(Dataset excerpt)
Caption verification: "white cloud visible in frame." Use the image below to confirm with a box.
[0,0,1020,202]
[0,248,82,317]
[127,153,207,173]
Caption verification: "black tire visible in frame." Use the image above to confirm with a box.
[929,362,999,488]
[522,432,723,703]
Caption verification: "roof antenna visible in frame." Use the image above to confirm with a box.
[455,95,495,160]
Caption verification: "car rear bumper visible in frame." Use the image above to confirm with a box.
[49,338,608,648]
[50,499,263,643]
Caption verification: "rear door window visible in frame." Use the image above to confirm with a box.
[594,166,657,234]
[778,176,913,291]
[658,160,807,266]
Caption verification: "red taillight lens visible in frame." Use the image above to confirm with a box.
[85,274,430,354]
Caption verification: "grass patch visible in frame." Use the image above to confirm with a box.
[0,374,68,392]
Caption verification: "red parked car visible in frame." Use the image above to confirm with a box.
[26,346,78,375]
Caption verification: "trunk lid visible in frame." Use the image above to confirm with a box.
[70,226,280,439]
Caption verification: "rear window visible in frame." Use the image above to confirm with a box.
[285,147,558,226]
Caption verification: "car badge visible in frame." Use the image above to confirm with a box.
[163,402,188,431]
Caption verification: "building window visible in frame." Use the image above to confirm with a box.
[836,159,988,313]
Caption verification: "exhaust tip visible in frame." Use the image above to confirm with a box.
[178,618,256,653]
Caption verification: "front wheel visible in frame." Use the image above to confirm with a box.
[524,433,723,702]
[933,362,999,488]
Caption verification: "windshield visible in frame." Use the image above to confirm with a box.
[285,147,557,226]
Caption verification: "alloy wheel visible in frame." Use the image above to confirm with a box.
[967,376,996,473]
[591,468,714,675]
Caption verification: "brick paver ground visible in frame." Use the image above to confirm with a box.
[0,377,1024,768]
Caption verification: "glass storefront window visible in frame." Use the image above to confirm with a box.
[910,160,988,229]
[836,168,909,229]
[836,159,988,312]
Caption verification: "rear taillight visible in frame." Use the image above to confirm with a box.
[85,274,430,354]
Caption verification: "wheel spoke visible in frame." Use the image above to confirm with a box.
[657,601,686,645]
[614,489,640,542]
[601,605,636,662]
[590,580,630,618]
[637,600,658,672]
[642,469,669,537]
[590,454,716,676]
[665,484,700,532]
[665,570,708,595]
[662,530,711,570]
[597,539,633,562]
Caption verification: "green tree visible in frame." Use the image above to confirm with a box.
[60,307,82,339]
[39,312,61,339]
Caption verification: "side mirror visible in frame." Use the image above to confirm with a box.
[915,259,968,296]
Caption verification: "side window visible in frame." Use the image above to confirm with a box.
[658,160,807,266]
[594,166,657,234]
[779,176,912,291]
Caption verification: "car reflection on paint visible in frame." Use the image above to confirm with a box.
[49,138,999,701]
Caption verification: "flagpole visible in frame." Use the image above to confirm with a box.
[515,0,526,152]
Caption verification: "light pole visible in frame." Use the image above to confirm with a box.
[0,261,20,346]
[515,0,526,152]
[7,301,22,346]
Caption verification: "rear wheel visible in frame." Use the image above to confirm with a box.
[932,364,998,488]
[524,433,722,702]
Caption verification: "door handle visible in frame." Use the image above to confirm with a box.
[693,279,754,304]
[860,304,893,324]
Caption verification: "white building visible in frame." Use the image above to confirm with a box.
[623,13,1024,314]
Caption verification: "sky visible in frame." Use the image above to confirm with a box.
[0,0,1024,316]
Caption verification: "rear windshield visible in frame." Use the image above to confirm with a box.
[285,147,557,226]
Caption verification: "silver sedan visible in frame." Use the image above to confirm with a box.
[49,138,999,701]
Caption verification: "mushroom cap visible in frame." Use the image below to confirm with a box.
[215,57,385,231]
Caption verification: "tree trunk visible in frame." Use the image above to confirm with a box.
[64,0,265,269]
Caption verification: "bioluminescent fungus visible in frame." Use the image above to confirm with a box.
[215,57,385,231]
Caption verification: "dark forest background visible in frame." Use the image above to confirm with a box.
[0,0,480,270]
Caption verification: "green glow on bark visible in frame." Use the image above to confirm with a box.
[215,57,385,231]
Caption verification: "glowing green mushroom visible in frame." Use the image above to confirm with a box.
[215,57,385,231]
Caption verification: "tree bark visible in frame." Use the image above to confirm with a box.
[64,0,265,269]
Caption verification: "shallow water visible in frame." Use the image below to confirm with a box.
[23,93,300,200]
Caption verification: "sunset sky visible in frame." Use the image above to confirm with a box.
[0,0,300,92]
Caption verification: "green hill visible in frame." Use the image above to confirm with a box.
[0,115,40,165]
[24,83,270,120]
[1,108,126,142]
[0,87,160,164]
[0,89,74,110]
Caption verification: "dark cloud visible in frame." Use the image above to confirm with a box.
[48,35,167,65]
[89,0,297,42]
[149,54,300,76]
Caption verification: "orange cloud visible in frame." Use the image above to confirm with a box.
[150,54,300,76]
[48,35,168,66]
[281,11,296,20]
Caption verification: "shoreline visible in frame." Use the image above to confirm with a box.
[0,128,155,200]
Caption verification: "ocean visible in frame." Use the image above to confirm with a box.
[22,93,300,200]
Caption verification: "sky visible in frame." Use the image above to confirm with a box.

Exercise task
State how many lines of the entries above contain the string "window". Reply with the number only.

Solution to the problem
5